**PAGE EXTRACT**
*** Begin section ***
The traditional remote sensing image segmentation methods mainly include support vector machine (SVM) methods [
1], superpixel-based methods [
2], and semisupervised geodesic-based methods [
3]. Traditional methods can achieve better results with a small sample size. Still, with the increase in sample data, the accuracy of traditional methods has not significantly improved to meet the application requirements. Usually, traditional methods are only effective for some specific scenarios, with poor universality.
Focused on the above situation, compared with traditional methods in machine learning, Deep Convolutional Neural Networks (DCNNs), such as FCN [
4], have shown excellent feature extraction and object representation abilities [
5]. Many approaches have been proposed to increase the receptive field of convolutional neural networks. Unet [
6] and SegNet [
7] propose skip connection, trying to connect the same-sized feature maps in the encoder and decoder layers. The DeepLab series network models are all based on encoder–decoder architecture. Atrous convolution to expand the receptive field is introduced in DeepLab v1 [
8] and DeepLab v2 [
9]. Furthermore, Atrous Spatial Pyramid Pooling (ASPP) was proposed to expand the perceptual field further and enhance the spatial feature extraction capability using multi-layer cavity convolution. DeepLab v3 [
10] introduced image-level multiscale features in ASPP to further improve the feature extraction capability. DeepLab v3+ [
11] used a modified Xception [
12] encoder and a lightweight decoder to improve the resolution of segmentation results. FarSeg [
13] uses two encoder branches to enhance the extraction of foreground and background, respectively. In addition, some studies have been conducted to improve the deep learning methods according to the characteristics of remote sensing images. EFCNet [
14] introduces the separable convolutional module (SCM) to alleviate the problem of numerous parameters for the semantic segmentation of high-resolution remote sensing images. DSPCANet [
15] introduces the internal residual block (R2_Block) to enhance the receptive field of the network and learn the ground feature representation from additional DSM images. Sharifi et al. [
16] proposed the ResUNet-a model with post-processing. The model contains the output of joint connection, which significantly improves the efficiency and robustness of the farmland extraction model. However, stacking and aggregating convolutional layers perform poorly in covering global receptive fields. Additionally, these methods do not effectively extract global contextual information.
*** End section ***
[Data drawn from a collection]
*** Begin section ***
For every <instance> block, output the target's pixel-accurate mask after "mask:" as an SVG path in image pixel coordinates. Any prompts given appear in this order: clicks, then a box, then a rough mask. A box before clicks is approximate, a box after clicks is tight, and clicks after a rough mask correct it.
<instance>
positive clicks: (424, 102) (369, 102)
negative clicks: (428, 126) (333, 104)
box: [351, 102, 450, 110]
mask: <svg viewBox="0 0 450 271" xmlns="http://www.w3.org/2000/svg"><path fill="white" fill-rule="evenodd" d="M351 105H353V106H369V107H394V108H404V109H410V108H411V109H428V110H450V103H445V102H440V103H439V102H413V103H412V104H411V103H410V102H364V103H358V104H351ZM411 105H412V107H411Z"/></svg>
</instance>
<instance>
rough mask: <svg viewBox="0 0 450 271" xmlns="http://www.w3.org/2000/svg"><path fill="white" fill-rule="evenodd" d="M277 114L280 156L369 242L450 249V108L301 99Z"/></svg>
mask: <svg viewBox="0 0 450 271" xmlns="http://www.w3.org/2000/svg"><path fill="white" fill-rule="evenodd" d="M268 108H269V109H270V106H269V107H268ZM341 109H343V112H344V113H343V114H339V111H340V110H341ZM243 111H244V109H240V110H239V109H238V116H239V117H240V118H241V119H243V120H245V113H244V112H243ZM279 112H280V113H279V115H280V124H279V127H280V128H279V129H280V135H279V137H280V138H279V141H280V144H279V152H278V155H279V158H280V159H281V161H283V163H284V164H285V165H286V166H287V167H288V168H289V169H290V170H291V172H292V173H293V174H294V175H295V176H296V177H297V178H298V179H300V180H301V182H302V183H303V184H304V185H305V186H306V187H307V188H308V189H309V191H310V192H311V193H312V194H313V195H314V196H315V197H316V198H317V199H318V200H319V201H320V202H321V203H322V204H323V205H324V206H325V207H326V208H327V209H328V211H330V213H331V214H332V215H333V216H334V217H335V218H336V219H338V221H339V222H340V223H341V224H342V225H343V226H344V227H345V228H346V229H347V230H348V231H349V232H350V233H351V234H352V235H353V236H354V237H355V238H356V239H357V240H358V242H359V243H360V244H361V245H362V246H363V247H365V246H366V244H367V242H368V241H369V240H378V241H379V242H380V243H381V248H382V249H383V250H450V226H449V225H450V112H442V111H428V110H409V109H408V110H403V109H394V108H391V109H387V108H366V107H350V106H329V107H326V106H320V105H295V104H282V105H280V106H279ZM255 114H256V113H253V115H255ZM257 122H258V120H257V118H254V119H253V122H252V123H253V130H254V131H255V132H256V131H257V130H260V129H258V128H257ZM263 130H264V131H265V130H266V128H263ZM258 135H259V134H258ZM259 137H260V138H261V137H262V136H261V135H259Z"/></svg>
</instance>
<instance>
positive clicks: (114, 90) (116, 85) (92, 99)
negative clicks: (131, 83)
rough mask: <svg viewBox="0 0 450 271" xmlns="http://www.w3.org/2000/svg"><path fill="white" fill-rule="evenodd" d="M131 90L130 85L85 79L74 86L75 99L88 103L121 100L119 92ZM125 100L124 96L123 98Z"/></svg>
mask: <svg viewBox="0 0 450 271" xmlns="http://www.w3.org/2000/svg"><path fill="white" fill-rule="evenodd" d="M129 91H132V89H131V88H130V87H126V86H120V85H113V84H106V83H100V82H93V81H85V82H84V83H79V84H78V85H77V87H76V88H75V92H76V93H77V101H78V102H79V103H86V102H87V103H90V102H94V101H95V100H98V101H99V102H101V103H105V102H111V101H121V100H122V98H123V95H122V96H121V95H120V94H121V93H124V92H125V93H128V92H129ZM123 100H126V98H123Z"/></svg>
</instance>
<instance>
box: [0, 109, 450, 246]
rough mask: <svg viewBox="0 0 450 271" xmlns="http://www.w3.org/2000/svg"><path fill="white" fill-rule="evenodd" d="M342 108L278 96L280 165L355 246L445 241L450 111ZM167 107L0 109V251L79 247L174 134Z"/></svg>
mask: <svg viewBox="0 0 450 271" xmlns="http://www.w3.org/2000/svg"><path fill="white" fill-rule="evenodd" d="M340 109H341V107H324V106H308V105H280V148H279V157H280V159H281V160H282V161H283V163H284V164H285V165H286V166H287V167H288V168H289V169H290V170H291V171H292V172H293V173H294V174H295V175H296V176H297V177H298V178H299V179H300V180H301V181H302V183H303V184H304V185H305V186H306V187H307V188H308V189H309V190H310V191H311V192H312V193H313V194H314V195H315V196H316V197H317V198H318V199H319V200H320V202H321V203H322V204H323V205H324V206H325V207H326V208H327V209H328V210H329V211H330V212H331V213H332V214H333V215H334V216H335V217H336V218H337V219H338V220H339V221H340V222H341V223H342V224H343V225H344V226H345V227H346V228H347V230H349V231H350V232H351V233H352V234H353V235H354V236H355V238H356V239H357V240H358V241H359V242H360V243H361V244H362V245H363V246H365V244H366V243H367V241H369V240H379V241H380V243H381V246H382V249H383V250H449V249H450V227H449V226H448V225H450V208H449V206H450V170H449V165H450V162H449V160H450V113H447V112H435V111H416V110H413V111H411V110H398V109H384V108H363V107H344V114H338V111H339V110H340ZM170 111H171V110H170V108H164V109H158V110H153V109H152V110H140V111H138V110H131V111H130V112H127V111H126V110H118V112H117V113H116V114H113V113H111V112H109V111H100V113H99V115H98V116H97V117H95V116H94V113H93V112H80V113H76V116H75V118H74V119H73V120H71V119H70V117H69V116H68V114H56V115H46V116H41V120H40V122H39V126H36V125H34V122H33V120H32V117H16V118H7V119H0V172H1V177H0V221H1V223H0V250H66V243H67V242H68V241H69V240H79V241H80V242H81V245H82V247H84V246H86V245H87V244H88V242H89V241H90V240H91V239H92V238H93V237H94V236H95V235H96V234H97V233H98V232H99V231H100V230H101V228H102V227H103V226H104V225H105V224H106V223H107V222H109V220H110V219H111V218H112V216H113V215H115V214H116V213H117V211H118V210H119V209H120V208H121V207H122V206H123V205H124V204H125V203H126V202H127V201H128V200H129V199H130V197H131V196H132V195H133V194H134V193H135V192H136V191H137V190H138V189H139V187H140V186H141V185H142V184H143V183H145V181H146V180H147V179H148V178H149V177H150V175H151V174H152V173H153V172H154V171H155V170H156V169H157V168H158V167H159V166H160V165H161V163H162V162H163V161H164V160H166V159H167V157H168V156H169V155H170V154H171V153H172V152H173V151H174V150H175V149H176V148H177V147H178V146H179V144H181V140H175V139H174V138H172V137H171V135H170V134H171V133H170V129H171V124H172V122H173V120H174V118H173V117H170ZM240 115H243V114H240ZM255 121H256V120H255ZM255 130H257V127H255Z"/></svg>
*** End section ***
**WORK TASK 1**
In the remote sensing segmentation text, which versions of the DeepLab series are named?
**WORK TASK 2**
Carry on the remote sensing segmentation text from the point where it currently ends.
These lines are separate material, apart from the remote sensing segmentation text.

**WRITTEN REPLY 1**
DeepLab v1, DeepLab v2, DeepLab v3, DeepLab v3+

**WRITTEN REPLY 2**
A helpful method for obtaining global contextual information is the self-attention mechanism. Nonlocal [
17] proposes a generalized, simple, nonlocal operation operator that can be directly embedded into neural networks. DANet [
18] introduces the self-attention mechanism to capture feature dependencies in the spatial and channel dimensions. A2-Nets [
19], expectation–maximization attention networks [
20], and CBAM [
21] introduced a self-attention mechanism to merge global features by different descriptors. LANet [
22] proposes a patch attention module and an attention embedding module to merge high-level and low-level features in the model. HMANet [
23] proposes a class augmented attention module to obtain class-level information. SSFTT [
24] utilizes the self-attention mechanism to construct 3D and 2D convolutional layers to jointly extract shallow spectral and spatial features. However, methods that rely on self-attention only cause the network to pay attention to itself and overlook the spatial context relationship hidden in the labels.
To solve the above-mentioned issues, we suggest a brand new structure termed the Label Attention Module (LAM). LAM fully uses the label’s spatial context via the attention module. However, the way to generate attention is different than the self-attention module. LAM optimizes the attention probability map by introducing label information.
Furthermore, we proposed a triple-attention network called TANet, which contains LAM and two self-attention modules presented in DANet: PAM and CAM. TANet can help enhance semantic segmentation accuracy due to the triple attention module’s ability to strengthen global information extraction.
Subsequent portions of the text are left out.